**INSTRUÇÕES DO EXERCÍCIO:**
Segundo o trecho sobre os perigos na Amazônia, qual doença é descrita como africana e introduzida na região?

Perigos na Amazônia:
“Junto aos indígenas eu não corri perigo nenhum porque os indígenas são pessoas extremamente doces, são pessoas onde o nível de violência para eles é o último na escala de valor. Não são violentos os indígenas, são pessoas extremamente agradáveis (…) A Floresta Amazônica é um paraíso. Não existe doenças amazônicas. A malária, que existe em alguns pontos da Amazônia, não é uma doença amazônica. É uma doença africana que foi introduzida na Amazônia, mas que o Brasil, através do SUS, controlou e controlou muito bem. Os rios da Amazônia são ricos.”
“Os únicos perigos da Amazônia são, às vezes, as serpentes. Você tem que fazer muita atenção porque existe realmente serpentes perigosas. Mas você viajando com os indígenas na Amazônia, eles te protegem, eles veem o que você não vê dentro da floresta. Eles vivem, nasceram, têm um conhecimento profundo da floresta, te protegem. Então, eu fui protegido por eles dentro da Amazônia.
“Os perigos possíveis foram os voos que às vezes eu tive que fazer na Amazônia, que eram aviões antigos, em condições precárias, às vezes nós tivemos a possibilidade de pane, e uma pane na Amazônia significa a morte. Você não tem onde aterrissar, você não tem onde colocar o avião (…)”
“Os anos que eu passei na Amazônia, para mim, foram todos de prazer.”

**CONJUNTO DE DADOS:**

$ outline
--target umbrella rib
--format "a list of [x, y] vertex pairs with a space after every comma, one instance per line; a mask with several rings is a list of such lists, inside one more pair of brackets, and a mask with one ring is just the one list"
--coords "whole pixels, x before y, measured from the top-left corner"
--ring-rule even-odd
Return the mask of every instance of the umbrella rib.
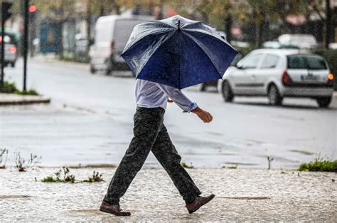
[[[154, 34], [154, 33], [155, 33], [155, 34], [159, 34], [159, 33], [165, 33], [165, 32], [167, 32], [167, 31], [159, 31], [159, 32], [156, 32], [156, 33], [154, 33], [154, 33], [151, 33], [151, 34]], [[127, 51], [127, 50], [129, 50], [129, 48], [131, 48], [132, 47], [133, 47], [134, 45], [136, 45], [137, 43], [138, 43], [141, 40], [142, 40], [143, 38], [144, 38], [146, 37], [146, 36], [149, 36], [149, 35], [146, 35], [146, 36], [141, 37], [141, 38], [137, 39], [137, 41], [135, 41], [134, 43], [133, 43], [132, 45], [131, 45], [130, 46], [129, 46], [127, 48], [124, 48], [120, 56], [122, 56], [124, 54], [124, 53], [125, 53], [125, 51]]]
[[164, 43], [165, 43], [166, 41], [167, 41], [168, 39], [170, 39], [172, 36], [173, 35], [174, 32], [171, 33], [168, 33], [168, 35], [166, 37], [166, 39], [165, 41], [164, 41], [161, 45], [159, 45], [157, 48], [156, 50], [154, 50], [152, 53], [148, 56], [148, 58], [146, 60], [146, 61], [145, 63], [143, 63], [143, 66], [141, 66], [141, 68], [139, 69], [139, 71], [138, 72], [138, 73], [136, 73], [136, 77], [138, 76], [138, 75], [141, 72], [141, 71], [143, 71], [143, 68], [146, 65], [147, 62], [149, 62], [149, 60], [152, 57], [152, 56], [154, 55], [154, 53], [157, 51], [157, 49]]
[[215, 70], [218, 71], [218, 74], [220, 76], [220, 79], [223, 79], [223, 76], [220, 74], [220, 72], [218, 70], [218, 68], [216, 68], [215, 65], [214, 64], [213, 61], [212, 61], [212, 60], [210, 59], [210, 58], [208, 56], [208, 55], [203, 50], [203, 48], [200, 46], [200, 45], [194, 41], [194, 39], [191, 37], [191, 36], [188, 33], [186, 33], [187, 36], [188, 36], [190, 38], [192, 39], [192, 41], [198, 46], [198, 47], [201, 50], [202, 52], [203, 52], [203, 53], [205, 53], [205, 55], [206, 55], [207, 58], [208, 58], [208, 59], [210, 60], [210, 63], [212, 63], [212, 65], [213, 66], [213, 67], [215, 68]]
[[237, 53], [237, 51], [234, 48], [234, 47], [232, 46], [232, 45], [230, 45], [226, 40], [225, 39], [223, 39], [222, 38], [218, 38], [216, 36], [214, 36], [210, 33], [204, 33], [204, 32], [200, 32], [200, 31], [198, 31], [197, 30], [193, 30], [193, 29], [184, 29], [185, 31], [188, 31], [188, 32], [197, 32], [197, 33], [203, 33], [203, 34], [205, 34], [205, 35], [207, 35], [207, 36], [209, 36], [210, 37], [213, 37], [213, 38], [216, 38], [217, 39], [224, 42], [225, 43], [226, 43], [227, 45], [228, 45], [228, 46], [230, 46], [230, 48], [232, 48], [233, 50], [235, 50]]

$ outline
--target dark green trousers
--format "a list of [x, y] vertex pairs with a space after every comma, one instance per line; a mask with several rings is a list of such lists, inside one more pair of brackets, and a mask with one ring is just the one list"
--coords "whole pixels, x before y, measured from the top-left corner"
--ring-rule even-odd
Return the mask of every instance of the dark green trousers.
[[143, 166], [150, 151], [167, 172], [186, 204], [201, 193], [188, 173], [181, 165], [181, 156], [164, 125], [161, 108], [137, 108], [134, 116], [134, 137], [116, 170], [104, 200], [119, 204], [132, 180]]

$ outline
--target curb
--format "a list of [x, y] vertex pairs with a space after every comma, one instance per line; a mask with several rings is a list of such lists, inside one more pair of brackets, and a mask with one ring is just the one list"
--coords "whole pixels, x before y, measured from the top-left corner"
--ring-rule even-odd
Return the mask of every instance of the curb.
[[0, 93], [0, 105], [25, 105], [50, 103], [50, 98], [40, 95]]

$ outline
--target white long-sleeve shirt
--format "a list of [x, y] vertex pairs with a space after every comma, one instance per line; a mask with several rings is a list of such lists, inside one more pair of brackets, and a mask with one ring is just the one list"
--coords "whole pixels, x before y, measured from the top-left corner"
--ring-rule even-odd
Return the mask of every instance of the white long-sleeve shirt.
[[192, 102], [179, 89], [149, 81], [136, 80], [136, 103], [139, 107], [166, 109], [167, 100], [170, 98], [185, 113], [196, 108]]

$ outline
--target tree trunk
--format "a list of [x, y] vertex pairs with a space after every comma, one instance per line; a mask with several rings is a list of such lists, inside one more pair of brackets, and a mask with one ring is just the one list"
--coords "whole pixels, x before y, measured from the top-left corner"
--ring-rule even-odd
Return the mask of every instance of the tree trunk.
[[89, 48], [90, 48], [90, 39], [91, 39], [91, 0], [87, 1], [87, 15], [86, 15], [86, 24], [87, 24], [87, 53], [89, 53]]
[[328, 48], [331, 35], [331, 9], [330, 8], [330, 0], [326, 0], [326, 28], [325, 28], [325, 47]]

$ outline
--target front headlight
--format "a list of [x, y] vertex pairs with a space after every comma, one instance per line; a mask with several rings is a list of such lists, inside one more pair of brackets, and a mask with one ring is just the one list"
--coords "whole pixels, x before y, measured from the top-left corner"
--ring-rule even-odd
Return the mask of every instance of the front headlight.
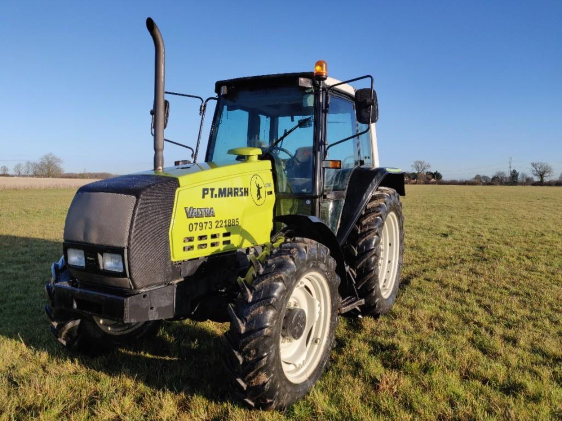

**RESPOSTA ESPERADA:**
A malária.